▸ Tarea asignada A: En el texto sobre la corrupción política en España, ¿por qué se considera erróneo reducir estas tramas a episodios aislados, nombres propios y siglas concretas? Explícalo en una a tres oraciones.
▸ Tarea asignada B: Prosigue el texto sobre la corrupción política en España a partir de su última oración.

El caso que involucra a Santos Cerdán, secretario de organización del PSOE, y las derivadas aún latentes del escándalo que rodeó a José Luis Ábalos vuelven a poner el foco en la corrupción política en España. Pero reducir este tipo de tramas a episodios aislados, a nombres propios y siglas concretas, es una forma cómoda —y profundamente errónea— de comprender el problema. Lo que estas situaciones evidencian, una vez más, es la existencia de un sistema profundamente viciado, donde la lógica del amiguismo y la promoción interna basada en la fidelidad partidista prevalecen sobre la meritocracia, la competencia y el interés general.
La cúpula como club de lealtades, no de talentos
Ni el PSOE, ahora bajo el foco, ni el PP, históricamente salpicado por múltiples escándalos, pueden escapar a una dinámica común en los grandes partidos: la construcción de estructuras internas cerradas, donde las trayectorias no se explican por la calidad técnica ni por una vocación de servicio público, sino por la habilidad para tejer alianzas, mantenerse en la sombra adecuada y no molestar demasiado al que manda. Lo que asciende no es el talento, sino la mediocridad que no amenaza.

▸ Muestra de datos:
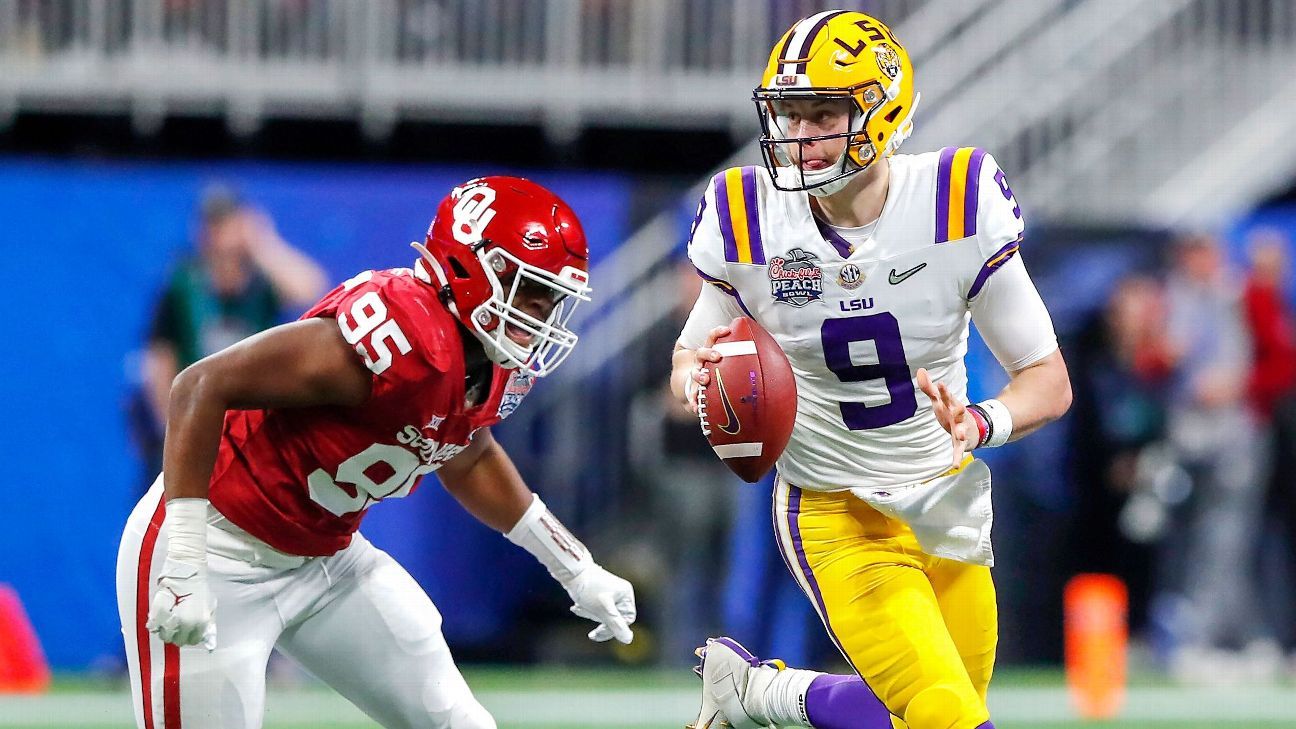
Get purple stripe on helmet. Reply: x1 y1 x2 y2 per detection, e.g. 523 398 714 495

▸ Respuesta A: Es erróneo porque estas situaciones evidencian la existencia de un sistema profundamente viciado, y no de casos sueltos. En ese sistema, la lógica del amiguismo y la promoción interna basada en la fidelidad partidista prevalecen sobre la meritocracia, la competencia y el interés general.

▸ Respuesta B:
Esta lógica da lugar a direcciones partidarias que se perpetúan en el tiempo con perfiles políticos sin ideas, sin formación sólida y, sobre todo, sin capacidad ni voluntad de regeneración. El partido se convierte en una agencia de colocación con vocación endogámica, en la que lo importante no es la política, sino el poder.
La política no puede ser una carrera vitalicia
La profesionalización absoluta de la política, entendida como carrera vitalicia, alimenta el deterioro de las instituciones. Convertir el servicio público en un modo de vida termina por eliminar cualquier incentivo a la excelencia o al rendimiento. Cuando el objetivo es aguantar, no transformar, todo vale: se toleran las malas prácticas, se blanquean las irregularidades y se protege a los propios, aunque eso suponga dañar al país.
El político de carrera tiende a rodearse de afines, no de los mejores. Así se consolida el ciclo del clientelismo: quien ocupa un puesto de poder lo utiliza para reforzar su red y garantizar su supervivencia. La corrupción no siempre es dinero en sobres; muchas veces es una forma de colonizar lo público con fines privados o partidistas.
El verdadero muro de contención: los funcionarios
En medio de esta decadencia, hay un elemento que permanece, en gran medida, al margen de las dinámicas partidistas: la administración pública profesional, los funcionarios. Son ellos quienes, en teoría, deben garantizar la legalidad, la transparencia y la buena gestión en los procedimientos de contratación, subvenciones y ejecución del gasto público.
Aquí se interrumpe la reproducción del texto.